:: DATA PROVIDED ::
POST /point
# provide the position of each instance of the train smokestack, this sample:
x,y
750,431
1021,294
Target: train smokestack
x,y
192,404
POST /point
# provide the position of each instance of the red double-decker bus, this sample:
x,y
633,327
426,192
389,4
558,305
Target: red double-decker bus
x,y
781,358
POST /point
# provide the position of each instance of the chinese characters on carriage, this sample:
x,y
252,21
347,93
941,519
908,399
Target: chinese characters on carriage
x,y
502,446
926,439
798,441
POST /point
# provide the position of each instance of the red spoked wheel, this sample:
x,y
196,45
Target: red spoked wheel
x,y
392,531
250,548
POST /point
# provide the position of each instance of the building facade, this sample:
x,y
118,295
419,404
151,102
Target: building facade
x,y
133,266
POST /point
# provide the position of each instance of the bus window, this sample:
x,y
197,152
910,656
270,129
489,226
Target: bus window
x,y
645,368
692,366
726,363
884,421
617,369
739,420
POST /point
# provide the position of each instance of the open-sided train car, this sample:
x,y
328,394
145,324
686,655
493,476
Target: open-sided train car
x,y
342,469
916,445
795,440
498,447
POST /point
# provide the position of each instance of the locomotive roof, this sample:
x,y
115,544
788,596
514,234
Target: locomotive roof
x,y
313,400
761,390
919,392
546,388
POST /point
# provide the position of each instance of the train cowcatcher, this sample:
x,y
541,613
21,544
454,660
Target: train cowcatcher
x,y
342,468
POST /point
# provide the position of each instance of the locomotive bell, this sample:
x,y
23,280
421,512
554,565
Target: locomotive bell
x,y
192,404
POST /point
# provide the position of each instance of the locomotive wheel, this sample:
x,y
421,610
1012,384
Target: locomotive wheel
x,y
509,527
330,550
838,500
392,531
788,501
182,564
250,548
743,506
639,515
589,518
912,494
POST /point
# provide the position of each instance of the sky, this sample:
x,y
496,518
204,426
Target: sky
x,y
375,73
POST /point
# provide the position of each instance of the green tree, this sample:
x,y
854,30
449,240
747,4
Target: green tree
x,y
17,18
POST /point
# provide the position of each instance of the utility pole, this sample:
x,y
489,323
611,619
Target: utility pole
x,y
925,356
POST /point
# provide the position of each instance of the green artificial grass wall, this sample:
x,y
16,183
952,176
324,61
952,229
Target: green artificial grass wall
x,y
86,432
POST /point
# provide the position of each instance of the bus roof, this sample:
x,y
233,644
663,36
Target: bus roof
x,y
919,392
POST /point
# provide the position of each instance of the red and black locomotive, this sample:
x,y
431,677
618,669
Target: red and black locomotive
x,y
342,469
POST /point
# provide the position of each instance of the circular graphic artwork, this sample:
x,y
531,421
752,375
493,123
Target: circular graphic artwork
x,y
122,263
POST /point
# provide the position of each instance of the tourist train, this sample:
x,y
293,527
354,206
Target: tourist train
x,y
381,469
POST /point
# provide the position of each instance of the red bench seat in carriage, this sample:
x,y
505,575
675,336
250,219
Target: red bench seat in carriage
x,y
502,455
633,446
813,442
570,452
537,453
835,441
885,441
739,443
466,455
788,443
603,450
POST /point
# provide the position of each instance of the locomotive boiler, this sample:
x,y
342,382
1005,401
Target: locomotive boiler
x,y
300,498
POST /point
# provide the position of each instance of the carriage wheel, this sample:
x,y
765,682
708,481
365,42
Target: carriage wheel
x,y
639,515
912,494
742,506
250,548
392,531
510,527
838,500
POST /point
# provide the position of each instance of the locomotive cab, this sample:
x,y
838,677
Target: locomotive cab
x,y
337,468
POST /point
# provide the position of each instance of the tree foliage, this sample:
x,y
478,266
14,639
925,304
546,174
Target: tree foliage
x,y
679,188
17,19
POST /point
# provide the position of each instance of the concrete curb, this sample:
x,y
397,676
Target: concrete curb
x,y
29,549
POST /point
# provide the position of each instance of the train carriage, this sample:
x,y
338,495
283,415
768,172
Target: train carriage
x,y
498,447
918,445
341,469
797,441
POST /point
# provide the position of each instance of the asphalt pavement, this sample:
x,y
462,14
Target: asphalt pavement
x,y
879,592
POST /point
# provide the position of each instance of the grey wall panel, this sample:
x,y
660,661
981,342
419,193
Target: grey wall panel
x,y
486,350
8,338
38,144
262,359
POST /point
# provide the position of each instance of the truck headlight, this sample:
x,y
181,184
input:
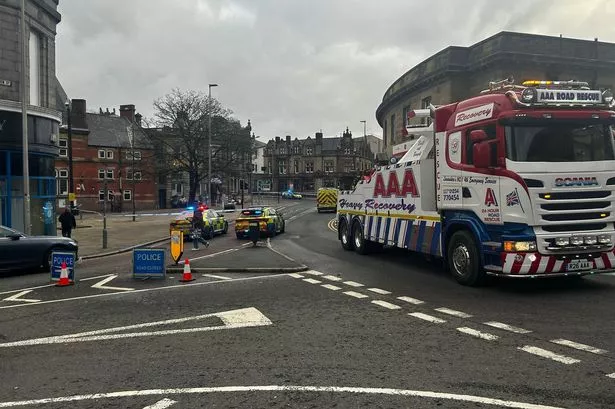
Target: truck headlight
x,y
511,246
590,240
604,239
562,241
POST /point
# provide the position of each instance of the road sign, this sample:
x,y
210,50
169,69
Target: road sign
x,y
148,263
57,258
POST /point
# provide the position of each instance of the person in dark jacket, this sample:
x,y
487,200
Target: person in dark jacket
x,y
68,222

:: EXERCISE OBJECTIVE ::
Restate the records word for word, omitting images.

:: REPLY TO THE EXERCISE ::
POST /point
# provide the position of each instance of the train smokestack, this sample:
x,y
750,431
1021,294
Target: train smokestack
x,y
192,404
POST /point
# provide the position of each instance of the red double-decker bus, this sample:
x,y
633,327
426,192
389,4
558,305
Target: red double-decker bus
x,y
781,358
POST /point
# provide the position of each instance of the chinese characters on carriage, this sample:
x,y
252,21
347,93
941,519
908,399
Target: chinese characters on carriage
x,y
502,446
926,439
798,441
POST /point
# provide the position of each instance of the red spoked wheel, this sample:
x,y
196,45
Target: red spoked wheel
x,y
392,531
250,548
POST /point
# provide the position of each instance of the building facade, this sample:
x,y
118,295
419,404
151,102
Target: building facade
x,y
133,266
POST /point
# provide the position of each instance of the bus window, this sample:
x,y
197,152
910,656
270,129
489,226
Target: bus window
x,y
645,368
692,366
726,363
884,421
617,369
739,420
POST /point
# provide the position of each instance of the open-sided train car, this sample:
x,y
328,394
145,324
686,655
493,476
Target: open-sided train car
x,y
342,469
916,445
795,440
498,447
POST /point
# provide the position of each instance of the locomotive roof, this sample:
x,y
115,544
788,596
514,234
Target: locomotive roof
x,y
313,400
761,390
919,392
546,388
POST /point
# provide the position of each instance of the train cowcatcher, this sample:
x,y
541,613
21,544
454,660
Target: train cowcatcher
x,y
342,468
POST /point
# provide the position of each instance of the locomotive bell, this sample:
x,y
23,280
421,512
554,565
Target: locomotive bell
x,y
192,404
POST /point
# provide the position of each instance of the locomotive wheel, this sample:
x,y
421,610
1012,384
Target: locomotive wheel
x,y
509,527
330,550
838,500
392,531
788,501
182,564
250,548
743,506
639,515
589,518
912,494
POST /point
# provide the position of each instance of the sky, this sample:
x,y
496,518
204,426
Target: sky
x,y
375,73
POST /point
# provide the position of each instance of the green tree, this sample:
x,y
854,30
449,240
747,4
Target: green tree
x,y
17,18
POST /point
# provide the position of each instance of the utility pole, this sample:
x,y
489,323
611,619
Target: utility pole
x,y
925,356
POST /point
# provide the position of each instance of the green artificial grass wall, this sample:
x,y
16,183
952,176
324,61
952,229
Target: green artificial grass wall
x,y
86,432
POST /point
# provide the position of each instance of the bus roof, this sample:
x,y
233,644
663,36
Target: bus roof
x,y
919,392
POST /point
# provide the position of each instance of the red and black locomotive, this sample:
x,y
431,677
618,669
Target: red and black locomotive
x,y
342,469
POST /point
# provide the position of each instance of the circular graphic artwork, this sample:
x,y
531,421
752,375
493,123
Target: circular graphic artwork
x,y
122,263
POST /point
# provide the position of each instance of the tourist train, this sample:
x,y
293,527
354,206
Target: tourist train
x,y
381,469
POST /point
# provide the position of each instance of the red bench seat in carriage, this sample:
x,y
505,575
675,336
250,219
Target: red bench seat in carriage
x,y
502,455
633,446
813,442
570,452
537,453
835,441
885,441
739,443
466,455
788,443
603,450
POST /point
# provide the position of each instance of the locomotive boiler, this sample:
x,y
342,382
1005,401
Target: locomotive boiler
x,y
300,498
POST /point
# provide the position of each instance of the carriage wheel, this sample:
x,y
765,682
708,481
365,42
Target: carriage wheel
x,y
639,515
912,494
742,506
250,548
392,531
510,527
838,500
POST /point
# provide the position of each instance of the locomotive cab, this sample:
x,y
838,677
Target: locomotive cab
x,y
337,468
POST /point
# provide the position of each instance of the tree foliage, this sample:
x,y
478,266
14,639
925,304
546,174
Target: tree foliage
x,y
679,188
17,19
POST /point
# provide the position of each instance of the concrete curb, this sample:
x,y
397,676
Target: concrete curb
x,y
29,549
POST /point
# provide the position of each instance of the train carriage, this sample:
x,y
338,495
283,415
768,172
Target: train carriage
x,y
498,447
918,445
341,469
797,441
POST /point
# provide the position of each instance of the asphalt pavement, this sample:
x,y
462,14
Target: asphalt pavement
x,y
879,592
POST /point
# provide the position of each instance of the grey wall panel, this sample:
x,y
660,661
981,342
419,193
Target: grey wall panel
x,y
486,350
8,338
38,144
262,359
POST /point
# provide the position of each instance of the truck headlight, this sample:
x,y
181,184
input:
Target: truck headlight
x,y
511,246
590,240
604,239
562,241
POST /point
# provide the position of each instance of the road sign, this sample:
x,y
210,50
169,69
Target: road sign
x,y
148,263
57,258
POST /point
# provide the position of each instance of the person in dark jacket, this sample:
x,y
487,200
Target: person in dark jacket
x,y
68,222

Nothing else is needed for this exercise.